***** Input rows
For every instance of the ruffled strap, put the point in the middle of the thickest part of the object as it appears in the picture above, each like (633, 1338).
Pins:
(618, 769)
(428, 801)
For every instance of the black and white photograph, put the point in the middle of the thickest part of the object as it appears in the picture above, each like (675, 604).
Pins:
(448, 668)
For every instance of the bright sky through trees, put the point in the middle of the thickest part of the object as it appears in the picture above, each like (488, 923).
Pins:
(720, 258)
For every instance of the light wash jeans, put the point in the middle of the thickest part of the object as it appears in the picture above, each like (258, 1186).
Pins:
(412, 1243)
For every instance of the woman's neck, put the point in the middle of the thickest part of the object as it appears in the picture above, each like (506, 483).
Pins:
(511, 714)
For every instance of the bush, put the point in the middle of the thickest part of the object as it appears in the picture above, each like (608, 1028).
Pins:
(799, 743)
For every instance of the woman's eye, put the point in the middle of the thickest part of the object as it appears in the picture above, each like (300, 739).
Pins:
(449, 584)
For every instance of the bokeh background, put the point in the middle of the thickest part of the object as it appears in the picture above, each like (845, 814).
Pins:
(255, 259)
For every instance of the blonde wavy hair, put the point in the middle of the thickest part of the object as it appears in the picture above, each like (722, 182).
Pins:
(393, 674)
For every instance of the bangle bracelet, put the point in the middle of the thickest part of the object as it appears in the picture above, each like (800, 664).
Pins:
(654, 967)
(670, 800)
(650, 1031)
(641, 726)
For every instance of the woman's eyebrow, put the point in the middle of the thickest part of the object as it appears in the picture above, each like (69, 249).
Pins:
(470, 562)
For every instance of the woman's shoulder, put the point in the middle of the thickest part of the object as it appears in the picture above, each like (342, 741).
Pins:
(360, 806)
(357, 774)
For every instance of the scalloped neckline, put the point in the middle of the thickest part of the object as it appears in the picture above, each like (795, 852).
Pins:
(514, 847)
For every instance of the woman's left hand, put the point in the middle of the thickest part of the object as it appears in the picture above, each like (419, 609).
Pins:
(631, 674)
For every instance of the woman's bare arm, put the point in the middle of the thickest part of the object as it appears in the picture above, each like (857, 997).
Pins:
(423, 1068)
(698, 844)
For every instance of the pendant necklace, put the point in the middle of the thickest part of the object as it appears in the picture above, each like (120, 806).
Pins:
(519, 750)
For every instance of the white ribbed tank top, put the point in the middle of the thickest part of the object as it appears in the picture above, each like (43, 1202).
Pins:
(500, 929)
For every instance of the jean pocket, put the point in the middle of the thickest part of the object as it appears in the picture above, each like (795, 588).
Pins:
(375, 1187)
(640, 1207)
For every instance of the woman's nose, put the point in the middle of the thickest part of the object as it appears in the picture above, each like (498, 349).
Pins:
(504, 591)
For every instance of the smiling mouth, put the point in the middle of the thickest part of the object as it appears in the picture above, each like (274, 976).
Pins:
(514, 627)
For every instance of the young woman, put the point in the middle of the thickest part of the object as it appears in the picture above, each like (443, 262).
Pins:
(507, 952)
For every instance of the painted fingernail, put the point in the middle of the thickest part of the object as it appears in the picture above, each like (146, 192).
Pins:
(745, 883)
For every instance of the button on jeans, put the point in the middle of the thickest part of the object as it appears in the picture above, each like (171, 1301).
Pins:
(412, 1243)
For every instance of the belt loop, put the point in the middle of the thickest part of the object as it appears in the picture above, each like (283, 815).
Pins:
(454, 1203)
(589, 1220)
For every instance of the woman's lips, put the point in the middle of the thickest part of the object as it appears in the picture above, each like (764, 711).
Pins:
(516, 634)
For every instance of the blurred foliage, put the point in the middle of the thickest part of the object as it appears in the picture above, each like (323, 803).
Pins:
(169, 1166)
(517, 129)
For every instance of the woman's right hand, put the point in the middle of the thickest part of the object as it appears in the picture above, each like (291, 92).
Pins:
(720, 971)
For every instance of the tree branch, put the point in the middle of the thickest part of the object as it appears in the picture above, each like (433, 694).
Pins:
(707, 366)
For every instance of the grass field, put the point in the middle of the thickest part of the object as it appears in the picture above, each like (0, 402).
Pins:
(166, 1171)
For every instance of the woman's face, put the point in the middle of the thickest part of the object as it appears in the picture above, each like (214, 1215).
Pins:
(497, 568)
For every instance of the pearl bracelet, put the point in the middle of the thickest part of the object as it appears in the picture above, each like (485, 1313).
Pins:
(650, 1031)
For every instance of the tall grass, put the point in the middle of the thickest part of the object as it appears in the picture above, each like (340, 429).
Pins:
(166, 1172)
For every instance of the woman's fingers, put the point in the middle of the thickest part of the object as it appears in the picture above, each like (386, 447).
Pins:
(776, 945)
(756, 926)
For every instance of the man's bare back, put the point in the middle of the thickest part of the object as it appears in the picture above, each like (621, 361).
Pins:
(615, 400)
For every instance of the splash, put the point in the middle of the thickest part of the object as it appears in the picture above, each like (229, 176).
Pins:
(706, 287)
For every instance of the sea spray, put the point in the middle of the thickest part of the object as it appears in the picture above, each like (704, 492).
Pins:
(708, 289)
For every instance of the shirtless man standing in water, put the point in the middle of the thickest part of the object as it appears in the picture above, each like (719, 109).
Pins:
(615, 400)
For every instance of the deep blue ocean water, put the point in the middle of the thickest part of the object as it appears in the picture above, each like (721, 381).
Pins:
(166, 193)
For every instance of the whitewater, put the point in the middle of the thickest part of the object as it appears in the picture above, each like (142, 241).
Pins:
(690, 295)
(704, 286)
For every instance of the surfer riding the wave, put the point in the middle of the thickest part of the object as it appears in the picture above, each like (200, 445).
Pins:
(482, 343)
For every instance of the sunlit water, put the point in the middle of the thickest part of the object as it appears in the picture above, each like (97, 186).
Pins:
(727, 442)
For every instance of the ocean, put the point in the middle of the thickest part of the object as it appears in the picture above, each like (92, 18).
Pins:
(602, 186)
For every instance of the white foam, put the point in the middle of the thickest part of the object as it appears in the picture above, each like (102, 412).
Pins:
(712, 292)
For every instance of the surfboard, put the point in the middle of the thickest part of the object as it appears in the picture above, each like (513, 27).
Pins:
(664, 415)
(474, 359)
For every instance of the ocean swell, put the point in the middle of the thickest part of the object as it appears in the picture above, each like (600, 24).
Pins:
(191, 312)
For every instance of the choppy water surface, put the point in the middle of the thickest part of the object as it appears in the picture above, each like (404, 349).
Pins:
**********
● Task directions
Your task is to return the full listing exactly as it was given.

● Finished answer
For every instance of the ruffled strap, put the point in the middle of the thickest part of the object as it appears in the picture above, each like (633, 1338).
Pins:
(618, 769)
(428, 801)
For every instance of the black and white photograph, put the point in the middle of the thickest part of the object as it appears in the picture above, each like (675, 604).
Pins:
(448, 668)
For every instance of the bright sky through trees, put the point in the middle of the thickest part of the object as it appears in the picture above, each like (488, 923).
Pins:
(720, 258)
For every instance of the light wash jeans, put the point in the middle of the thickest part of the object as it appears in the picture above, each like (258, 1186).
Pins:
(412, 1243)
For every instance of the woman's neck, put the point in the middle of the thickest part of the object as it appears in the picture above, each like (506, 483).
Pins:
(511, 714)
For every instance of the bush, put the point in the middle of the thickest part of the object as it appears in the picture above, each like (608, 1028).
Pins:
(799, 743)
For every instance of the woman's eye, put the point in the middle of the thickest part of the object as it appears in the picture above, each like (300, 739).
Pins:
(449, 584)
For every instance of the bokeh background, put the point in the middle of the thickest part of the object as it appears in the picture above, each like (845, 814).
Pins:
(255, 259)
For every instance of the blonde wavy hair, put the point in the middle of the thickest part of the object as it appears in the picture above, each like (722, 182).
Pins:
(393, 674)
For every instance of the bangle bracelet, put the point in the middle of the thickest part of the object as it appears in the picture above, each like (800, 664).
Pins:
(654, 967)
(670, 800)
(650, 1031)
(641, 726)
For every instance of the woman's eyebrow, put the point in the middle of the thickest part of the object as it appears in the picture above, each like (69, 249).
Pins:
(470, 562)
For every instance of the woman's shoulder, put the point in the middle of the thickest part of the object as it appears in the picture above, each like (342, 741).
Pins:
(360, 806)
(357, 774)
For every instance of the scalloped neckline, put the point in the middle of the thickest part of the object as it appears in the picture above, each like (795, 852).
Pins:
(514, 847)
For every instance of the woman's left hand, put the point in the middle of the thickest part of the object as it appears in the picture above, each like (419, 609).
Pins:
(631, 674)
For every instance of the woman's bare arm, put the point in the middle of the thickest part of the object as it appears in the picture above, each like (857, 997).
Pins:
(423, 1068)
(698, 844)
For every instance of the pendant necklace, put the point in the middle of the thickest part of the object as it appears in the picture above, each like (120, 806).
Pins:
(519, 750)
For every instance of the white ribbed tank top, put the point in the middle of the thickest part of the object as it appears in the picture above, each like (43, 1202).
Pins:
(500, 929)
For every instance of the jean pocket, put the point in the middle of the thickest part of the object as it appears in the picture above, each like (795, 588).
Pins:
(375, 1187)
(640, 1207)
For every instance of the woman's nose, put the point in the middle of the thickest part of the object as it appears in the picture above, each like (498, 349).
Pins:
(504, 591)
For every instance of the smiling mouth, put the point in the middle of the thickest part of the object as it appears in the picture above, each like (274, 976).
Pins:
(514, 627)
For every instance of the young woman, put the point in the middle of the thickest part of the object as it appears in the picture above, each like (443, 262).
Pins:
(507, 952)
For every instance of the painted fingernail, put the point in the middle of the thickest part of the object as it appears in the picture above, each like (146, 192).
Pins:
(745, 883)
For every instance of the button on jeans, put the point in the middle of the thickest part of the object as it appears in the picture above, each like (171, 1301).
Pins:
(412, 1243)
For every instance of the belt loop, put the point in the middle of the thickest part of the object as it appears in the picture above, each like (283, 815).
Pins:
(454, 1203)
(589, 1220)
For every instance of the woman's lips, put the point in the middle of the thickest part of the object as it appears in the picture above, each like (764, 711).
Pins:
(516, 634)
For every instance of the blurred foliage, put the point in the middle of the thickest part of the object as it appears in the picture above, each like (323, 803).
Pins:
(169, 1166)
(517, 129)
For every instance of the woman's right hand, put the point in the middle of the thickest part of the object as it appears in the picture above, each like (291, 92).
Pins:
(720, 971)
For every instance of the tree branch, put the point in the middle of the thickest part of the object as it appears in the picture above, each like (433, 694).
Pins:
(707, 366)
For every instance of the grass field, put the point in the middle of the thickest part of the object as it appears in the picture above, each like (0, 402).
Pins:
(166, 1171)
For every instance of the woman's face, put the point in the middle of the thickest part of the object as it appears in the picture above, each like (214, 1215).
Pins:
(497, 568)
For every instance of the pearl bracelet, put the point in the middle of the thickest part of the object as it appears in the picture above, each like (485, 1313).
Pins:
(650, 1031)
For every instance of the tall grass, put the point in the middle of the thickest part of the object as it appears in the picture above, each like (340, 429).
Pins:
(166, 1172)
For every instance of the woman's fingers, put the point in the middle of the thickest part of the object as it appears in the picture above, each like (386, 447).
Pins:
(776, 945)
(756, 926)
For every instance of the man's bare back, put the point in the middle of the thickest part of the object as it appears in the picture above, each like (621, 361).
Pins:
(615, 400)
For every instance of the splash, put the point in the middle of the thickest part of the object as it appears in the picture above, each like (229, 176).
Pins:
(706, 287)
For every instance of the sea spray, put the point in the middle of the thickest part of the object as it appears in the picture above, each like (704, 492).
Pins:
(708, 289)
For every instance of the shirtless man standing in water, put the point in the middle of the thickest part of the object as it appears in the picture above, each like (719, 109).
Pins:
(615, 400)
For every instance of the deep blue ocean water, put the point in the middle of the thickest part of the object as it appears in the picture above, each like (721, 381).
Pins:
(166, 193)
For every instance of the whitewater, put the point in the middle of the thickest part of the object as it appears in the picture above, each like (142, 241).
Pins:
(690, 295)
(704, 286)
For every instance of the surfer riding the wave, put the point in the middle of the thickest part of the object as it appears in the picture above, each like (200, 445).
Pins:
(482, 343)
For every instance of the sunlit water, put the point in the middle of the thickest part of the object as it appears in the picture above, each like (97, 186).
Pins:
(727, 442)
For every instance of the ocean, put the point in the middle of the thickest part of the object as it appears in the picture above, each like (92, 18).
Pins:
(602, 186)
For every instance of the white foam, put the point in the middle of the thickest part of the object as it appears in the picture above, each like (102, 412).
Pins:
(712, 292)
For every instance of the surfboard, put the point in the middle of the thickest part of the object as it appears in the picture above, each like (513, 27).
Pins:
(664, 415)
(474, 359)
For every instance of the ocean swell, put the point in the middle of the thickest part of the object as it appears in the picture above, each like (600, 24).
Pins:
(191, 312)
For every instance of the choppy water surface, put the point in the middle of the thickest part of the object as it appears in the picture above, each like (404, 349).
Pins:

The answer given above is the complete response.